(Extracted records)
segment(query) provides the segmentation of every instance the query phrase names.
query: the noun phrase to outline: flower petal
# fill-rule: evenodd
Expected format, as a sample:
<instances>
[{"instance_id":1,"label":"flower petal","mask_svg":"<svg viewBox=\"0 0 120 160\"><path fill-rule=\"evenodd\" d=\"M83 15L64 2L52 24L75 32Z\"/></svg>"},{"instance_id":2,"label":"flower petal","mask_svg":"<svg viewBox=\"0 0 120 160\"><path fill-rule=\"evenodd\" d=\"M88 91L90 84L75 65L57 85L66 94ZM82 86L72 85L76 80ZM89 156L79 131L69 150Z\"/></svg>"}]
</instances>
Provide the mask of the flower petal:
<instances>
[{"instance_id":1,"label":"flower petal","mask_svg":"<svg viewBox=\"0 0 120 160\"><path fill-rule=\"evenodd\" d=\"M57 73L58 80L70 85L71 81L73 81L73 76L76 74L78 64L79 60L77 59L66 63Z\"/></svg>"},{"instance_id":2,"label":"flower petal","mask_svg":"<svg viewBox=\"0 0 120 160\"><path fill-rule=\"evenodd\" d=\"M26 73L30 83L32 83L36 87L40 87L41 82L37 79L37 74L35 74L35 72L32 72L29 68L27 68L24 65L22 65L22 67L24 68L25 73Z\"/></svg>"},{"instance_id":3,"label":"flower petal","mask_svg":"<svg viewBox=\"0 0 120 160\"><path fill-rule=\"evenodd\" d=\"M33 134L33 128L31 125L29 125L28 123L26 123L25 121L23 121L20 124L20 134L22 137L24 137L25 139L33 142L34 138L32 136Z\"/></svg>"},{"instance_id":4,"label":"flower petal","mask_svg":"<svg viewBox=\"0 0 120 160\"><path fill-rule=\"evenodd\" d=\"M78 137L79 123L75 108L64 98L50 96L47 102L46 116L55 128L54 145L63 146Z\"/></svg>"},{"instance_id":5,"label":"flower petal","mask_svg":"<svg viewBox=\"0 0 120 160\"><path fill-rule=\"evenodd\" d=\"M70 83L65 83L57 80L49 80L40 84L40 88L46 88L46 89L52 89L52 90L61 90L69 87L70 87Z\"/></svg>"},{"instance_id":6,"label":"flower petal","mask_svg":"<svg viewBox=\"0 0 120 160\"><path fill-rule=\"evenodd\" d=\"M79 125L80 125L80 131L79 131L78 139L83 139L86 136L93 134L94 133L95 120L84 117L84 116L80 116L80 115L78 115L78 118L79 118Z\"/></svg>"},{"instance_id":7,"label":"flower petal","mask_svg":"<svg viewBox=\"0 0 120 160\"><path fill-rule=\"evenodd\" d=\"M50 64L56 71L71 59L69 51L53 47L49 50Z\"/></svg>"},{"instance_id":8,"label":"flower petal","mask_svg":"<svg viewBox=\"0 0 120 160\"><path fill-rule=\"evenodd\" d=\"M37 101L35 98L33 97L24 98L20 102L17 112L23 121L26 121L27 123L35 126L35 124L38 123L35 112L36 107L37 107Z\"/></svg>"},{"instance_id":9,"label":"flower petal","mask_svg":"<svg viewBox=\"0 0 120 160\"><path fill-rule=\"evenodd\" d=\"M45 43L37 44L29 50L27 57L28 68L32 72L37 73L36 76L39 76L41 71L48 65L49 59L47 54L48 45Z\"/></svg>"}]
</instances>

■ **Work instructions**
State the number of lines in the data that include the string "query", and add nothing else.

■ **Answer to this problem**
2